### Stated task:
In the listing below, find the line containing "Guideline: for every instance of the locomotive". Write out that line and every line after it to the end, exactly and only those.

======== Extracted entries ========

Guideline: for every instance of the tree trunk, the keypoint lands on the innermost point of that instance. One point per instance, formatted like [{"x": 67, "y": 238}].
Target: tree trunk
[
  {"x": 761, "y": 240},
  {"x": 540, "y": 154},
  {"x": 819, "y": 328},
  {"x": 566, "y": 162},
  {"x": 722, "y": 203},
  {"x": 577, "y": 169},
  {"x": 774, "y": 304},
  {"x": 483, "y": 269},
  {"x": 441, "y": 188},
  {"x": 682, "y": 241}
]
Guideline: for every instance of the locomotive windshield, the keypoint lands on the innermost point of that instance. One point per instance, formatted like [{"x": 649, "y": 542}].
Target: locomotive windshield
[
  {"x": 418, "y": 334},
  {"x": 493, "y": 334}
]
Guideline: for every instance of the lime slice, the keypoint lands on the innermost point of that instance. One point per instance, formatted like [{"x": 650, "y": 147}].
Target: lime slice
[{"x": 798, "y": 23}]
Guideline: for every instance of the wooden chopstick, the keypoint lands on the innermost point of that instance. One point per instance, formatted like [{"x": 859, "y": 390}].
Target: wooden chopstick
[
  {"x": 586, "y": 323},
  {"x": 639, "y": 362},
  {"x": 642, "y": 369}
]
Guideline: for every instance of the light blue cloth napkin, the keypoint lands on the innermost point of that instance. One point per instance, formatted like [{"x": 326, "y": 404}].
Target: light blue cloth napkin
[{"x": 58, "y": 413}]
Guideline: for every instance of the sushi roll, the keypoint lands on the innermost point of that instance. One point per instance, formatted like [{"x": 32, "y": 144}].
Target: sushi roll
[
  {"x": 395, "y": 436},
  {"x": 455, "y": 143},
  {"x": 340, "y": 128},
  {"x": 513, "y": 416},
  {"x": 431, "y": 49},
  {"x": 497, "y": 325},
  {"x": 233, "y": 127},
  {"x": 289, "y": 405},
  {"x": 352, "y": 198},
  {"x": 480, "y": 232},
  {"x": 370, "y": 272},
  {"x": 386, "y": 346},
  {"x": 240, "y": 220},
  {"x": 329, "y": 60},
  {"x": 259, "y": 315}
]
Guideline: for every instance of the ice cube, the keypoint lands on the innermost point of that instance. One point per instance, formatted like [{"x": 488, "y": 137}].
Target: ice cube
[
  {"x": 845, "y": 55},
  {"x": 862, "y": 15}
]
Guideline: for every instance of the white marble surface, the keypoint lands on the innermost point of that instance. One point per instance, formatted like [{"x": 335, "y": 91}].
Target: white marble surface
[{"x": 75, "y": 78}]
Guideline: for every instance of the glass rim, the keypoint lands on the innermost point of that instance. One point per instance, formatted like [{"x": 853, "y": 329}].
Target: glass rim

========

### Expected answer:
Guideline: for every instance of the locomotive windshield, the keypoint lands on the innermost point of that instance. One point per instance, formatted like [{"x": 649, "y": 542}].
Target: locomotive windshield
[
  {"x": 418, "y": 334},
  {"x": 493, "y": 334}
]
Guideline: for every instance of the lime slice, the keypoint lands on the innermost point of that instance. One point per instance, formatted like [{"x": 650, "y": 147}].
Target: lime slice
[{"x": 798, "y": 23}]
Guideline: for every instance of the wooden chopstick, the keypoint lands on the innermost point of that instance. One point per instance, formatted like [{"x": 859, "y": 390}].
Target: wooden chopstick
[
  {"x": 586, "y": 323},
  {"x": 639, "y": 362},
  {"x": 642, "y": 369}
]
Guideline: for every instance of the light blue cloth napkin, the keypoint lands on the innermost point of that instance. One point per instance, formatted like [{"x": 326, "y": 404}].
Target: light blue cloth napkin
[{"x": 58, "y": 413}]
Guideline: for every instance of the sushi roll, the keypoint lands on the innermost point of that instance. One point per instance, formatted like [{"x": 32, "y": 144}].
Target: sushi roll
[
  {"x": 395, "y": 436},
  {"x": 455, "y": 143},
  {"x": 340, "y": 128},
  {"x": 513, "y": 416},
  {"x": 431, "y": 49},
  {"x": 497, "y": 325},
  {"x": 233, "y": 127},
  {"x": 289, "y": 405},
  {"x": 352, "y": 198},
  {"x": 480, "y": 232},
  {"x": 370, "y": 272},
  {"x": 386, "y": 346},
  {"x": 240, "y": 220},
  {"x": 329, "y": 60},
  {"x": 259, "y": 315}
]
Guideline: for every instance of the ice cube, the keypoint lands on the innermost point of that instance. One point per instance, formatted like [{"x": 488, "y": 137}].
Target: ice cube
[
  {"x": 845, "y": 55},
  {"x": 862, "y": 15}
]
Guideline: for every instance of the white marble surface, the keypoint lands on the innermost point of that instance. One point per instance, formatted like [{"x": 335, "y": 91}].
Target: white marble surface
[{"x": 75, "y": 78}]
Guideline: for every instance of the glass rim, the keypoint lands on the innermost point of that instance. One point per instance, formatted like [{"x": 853, "y": 329}].
Target: glass rim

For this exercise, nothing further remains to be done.